━━ Provided data ━━

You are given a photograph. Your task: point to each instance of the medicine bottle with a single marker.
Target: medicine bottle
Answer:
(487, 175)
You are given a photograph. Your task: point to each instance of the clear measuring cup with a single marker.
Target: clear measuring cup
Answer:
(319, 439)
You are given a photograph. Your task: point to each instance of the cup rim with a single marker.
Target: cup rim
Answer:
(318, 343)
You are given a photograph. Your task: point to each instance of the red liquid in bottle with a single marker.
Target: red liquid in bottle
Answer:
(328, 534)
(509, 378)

━━━

Objective: Output all of the records above word for word, changing nothing.

Result below:
You are given a photograph. Your task: point to each instance of the medicine bottle with a single marker.
Target: medicine bottle
Answer:
(487, 175)
You are given a photograph. Your task: point to each instance of the clear measuring cup with a single marker.
Target: clear measuring cup
Answer:
(319, 439)
You are given a photograph. Your task: point to each instance of the cup rim with a single marker.
Target: cup rim
Answer:
(318, 343)
You are given a photograph. Your task: point to each instance of the red liquid in bottle with a single marker.
Target: red liquid in bottle
Answer:
(328, 534)
(509, 378)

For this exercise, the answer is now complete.